Referring expression pointing data
....
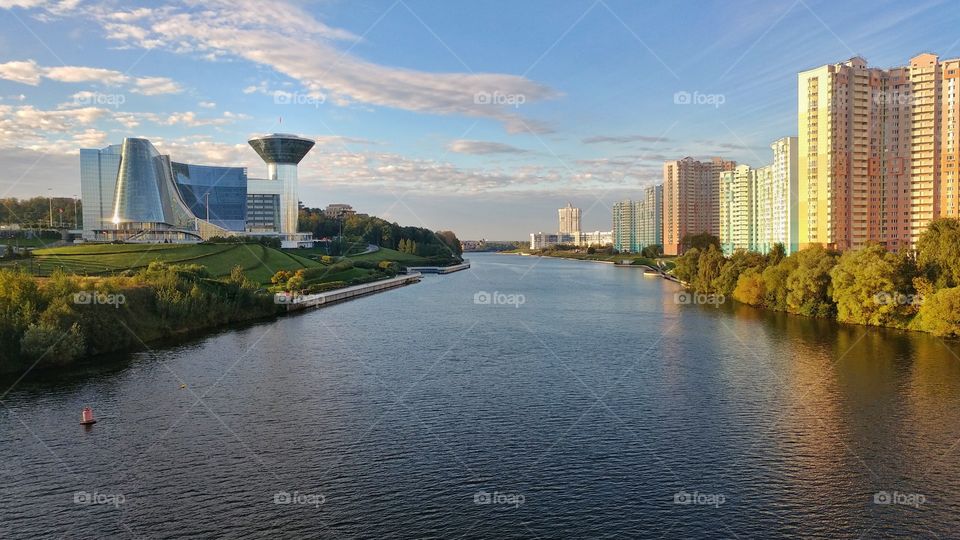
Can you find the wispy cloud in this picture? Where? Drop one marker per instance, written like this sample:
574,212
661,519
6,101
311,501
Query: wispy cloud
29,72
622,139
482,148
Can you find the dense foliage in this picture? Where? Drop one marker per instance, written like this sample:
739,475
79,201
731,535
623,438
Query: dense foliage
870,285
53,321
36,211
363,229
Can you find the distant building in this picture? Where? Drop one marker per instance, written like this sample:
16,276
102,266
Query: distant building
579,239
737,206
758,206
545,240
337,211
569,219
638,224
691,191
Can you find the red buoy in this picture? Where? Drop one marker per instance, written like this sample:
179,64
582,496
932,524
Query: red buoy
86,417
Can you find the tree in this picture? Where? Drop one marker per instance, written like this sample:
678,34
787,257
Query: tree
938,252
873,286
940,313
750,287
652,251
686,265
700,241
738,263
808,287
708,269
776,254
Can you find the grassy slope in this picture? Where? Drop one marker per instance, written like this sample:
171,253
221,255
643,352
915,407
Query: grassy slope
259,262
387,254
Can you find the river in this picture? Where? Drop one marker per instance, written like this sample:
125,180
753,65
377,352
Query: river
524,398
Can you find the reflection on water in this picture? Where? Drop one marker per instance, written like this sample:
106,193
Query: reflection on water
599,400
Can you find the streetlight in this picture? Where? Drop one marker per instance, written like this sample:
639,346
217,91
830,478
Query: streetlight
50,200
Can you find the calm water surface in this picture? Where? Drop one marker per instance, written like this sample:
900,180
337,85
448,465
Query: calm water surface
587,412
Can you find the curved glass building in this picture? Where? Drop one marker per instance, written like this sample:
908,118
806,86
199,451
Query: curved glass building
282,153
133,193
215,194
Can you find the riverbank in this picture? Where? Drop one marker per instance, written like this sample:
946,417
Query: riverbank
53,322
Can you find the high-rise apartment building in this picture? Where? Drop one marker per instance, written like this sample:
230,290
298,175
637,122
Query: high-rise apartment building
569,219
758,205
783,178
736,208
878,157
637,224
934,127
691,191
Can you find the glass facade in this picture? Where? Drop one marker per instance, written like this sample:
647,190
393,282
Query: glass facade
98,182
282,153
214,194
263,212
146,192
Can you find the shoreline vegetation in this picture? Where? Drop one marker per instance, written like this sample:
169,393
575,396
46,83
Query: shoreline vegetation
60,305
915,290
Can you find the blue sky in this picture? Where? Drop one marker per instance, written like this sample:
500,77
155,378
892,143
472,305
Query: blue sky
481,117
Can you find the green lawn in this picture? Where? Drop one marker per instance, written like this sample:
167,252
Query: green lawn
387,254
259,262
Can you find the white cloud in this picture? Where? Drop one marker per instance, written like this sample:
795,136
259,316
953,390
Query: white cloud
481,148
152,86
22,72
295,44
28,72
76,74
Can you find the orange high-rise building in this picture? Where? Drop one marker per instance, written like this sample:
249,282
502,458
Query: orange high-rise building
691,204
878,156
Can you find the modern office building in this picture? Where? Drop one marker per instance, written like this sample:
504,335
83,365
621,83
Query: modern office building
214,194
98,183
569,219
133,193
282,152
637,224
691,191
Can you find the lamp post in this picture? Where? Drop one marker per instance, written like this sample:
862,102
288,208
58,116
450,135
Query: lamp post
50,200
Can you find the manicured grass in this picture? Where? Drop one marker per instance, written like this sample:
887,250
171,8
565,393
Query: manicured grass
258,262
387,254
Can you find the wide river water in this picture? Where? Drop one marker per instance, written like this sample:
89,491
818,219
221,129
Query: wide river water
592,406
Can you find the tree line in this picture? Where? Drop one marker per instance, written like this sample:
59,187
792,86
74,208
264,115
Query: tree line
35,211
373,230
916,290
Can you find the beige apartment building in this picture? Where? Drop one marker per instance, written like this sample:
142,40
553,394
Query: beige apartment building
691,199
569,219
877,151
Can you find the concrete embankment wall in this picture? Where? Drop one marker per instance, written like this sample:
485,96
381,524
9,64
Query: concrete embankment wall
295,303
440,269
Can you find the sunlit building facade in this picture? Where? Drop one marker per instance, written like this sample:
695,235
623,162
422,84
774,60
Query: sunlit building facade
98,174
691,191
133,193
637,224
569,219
....
- _WHAT IS NEEDED_
Would you transcribe all of the data exactly, apart from its pictures?

- _SOLUTION TO THIS PROBLEM_
Can you find the wispy cloud in this picture? Where? Drop one marker per instance, written like this sample:
574,212
661,519
6,101
311,501
Query: wispy cloud
29,72
622,139
482,148
Can you find the dense foliage in this picture? Where? Drop one marker per instance, written like this sample:
739,475
79,201
731,535
623,438
Query: dense foliage
870,285
53,321
36,211
363,229
Can you find the distant building in this picture? Where? Drop one marker per instance, written like this sample:
16,276
102,266
Query: distant building
579,239
737,206
758,206
545,240
337,211
569,219
638,224
691,191
Can you find the red buoy in this picture? Where? Drop one marker per instance, written like this sample:
179,64
582,496
932,524
Query: red buoy
86,417
Can you find the tree in this picture? Where? Drop one marker per instance, written like this sample:
678,34
787,257
Query: tree
938,252
873,286
940,313
750,287
652,251
686,265
700,241
738,263
808,287
708,269
776,254
Can you find the grassy slope in this picture? Where? Drop one marker per instance, written like this sample:
171,253
221,255
643,352
915,407
Query: grassy slope
259,262
387,254
Can you find the river in this picture? Where? Drop one marker per instance, written like this sample:
125,180
753,65
377,352
Query: river
524,398
Can you find the reflection on water in this picture? Where? Drop one marker per instance, written like this sample:
106,193
Query: reflection on water
599,400
Can you find the streetlight in this picture? Where? Drop one marker per instance, written like this sample:
639,346
217,91
830,478
Query: streetlight
50,200
Can you find the calm water surface in this picture? Where? Drop one marker per instance, written like this sample:
900,180
337,85
448,465
Query: calm water surface
587,412
Can you find the curved glass building in this picture? Where? Drop one marker per instance, written like this sample:
908,118
806,86
199,451
Query: curved glass building
282,153
133,193
215,194
Can you find the riverbank in this picture? Where? Drop one marker per instance, written like this sample:
946,417
Query: riverbank
53,322
Can you find the high-rise apartment building in this picture? Where? Drop one marker per instance, written like this sample:
230,290
298,175
637,122
Query: high-rise apartment building
569,219
758,205
783,178
736,208
878,157
637,224
934,127
691,191
Can you find the glass facade in this picture? Where? Drop one marker per instance, written like this sample:
647,190
393,282
Query: glass facade
98,182
282,153
214,194
263,212
146,192
Can you find the shoreline vegetation in this picture? Where? Drop one marker per instance, written like this sample:
169,393
575,396
46,83
Query: shoreline vegetation
60,305
915,290
Can you find the blue sky in this picture? Where? Drop one marker per instance, written like this sample:
500,77
155,378
892,143
472,305
Query: blue sky
481,117
Can you find the green lawn in this picture? Where? Drop one marker per instance, written like this sample:
167,252
Query: green lawn
387,254
259,262
Can you find the white cloud in this picture? Where? Drop one marker per instance, written like this sample:
795,136
259,316
953,390
Query: white cloud
481,148
152,86
22,72
295,44
28,72
76,74
Can you find the orange high-rise building in this picture? Where? Drop one marker per instance, written like this sample:
249,282
502,458
Query: orange high-rise building
691,204
878,156
Can you find the modern office building in this picture? Where? Drop one marker per instance, written like this sample:
504,335
83,365
621,83
Query: modern office building
214,194
98,183
569,219
133,193
282,152
637,224
691,191
Can you find the lamp post in this picture? Where? Drop one marker per instance, written like this sample:
862,102
288,208
58,116
450,135
Query: lamp post
50,200
Can you find the manicured grass in this picture? Where? Drop one marker per instance, written like this sample:
887,250
171,8
565,393
Query: manicured grass
258,262
387,254
Can you find the wide river water in this picture? Where? Drop one marker per instance, written like this sample:
89,491
818,219
221,129
Query: wide river water
592,406
Can you find the tree line in this picture? Where? Drop one marker per instance, written like this sample:
59,187
792,86
74,208
264,115
Query: tree line
35,211
373,230
916,290
Can you find the beige apartment building in this picture? Where? Drop one marker per instance, written like this sample:
142,40
553,394
Query: beige apartment building
691,199
569,219
877,151
Can you find the concrete embankment wall in this picture? Where? Drop one marker per instance, written like this sample:
485,96
381,524
9,64
Query: concrete embankment wall
295,303
440,269
Can you find the sunlit building facade in this picture? Where? Drop one marker per instance, written like this sample:
695,235
623,162
422,84
774,60
Query: sunlit building facade
98,174
691,191
133,193
637,224
569,219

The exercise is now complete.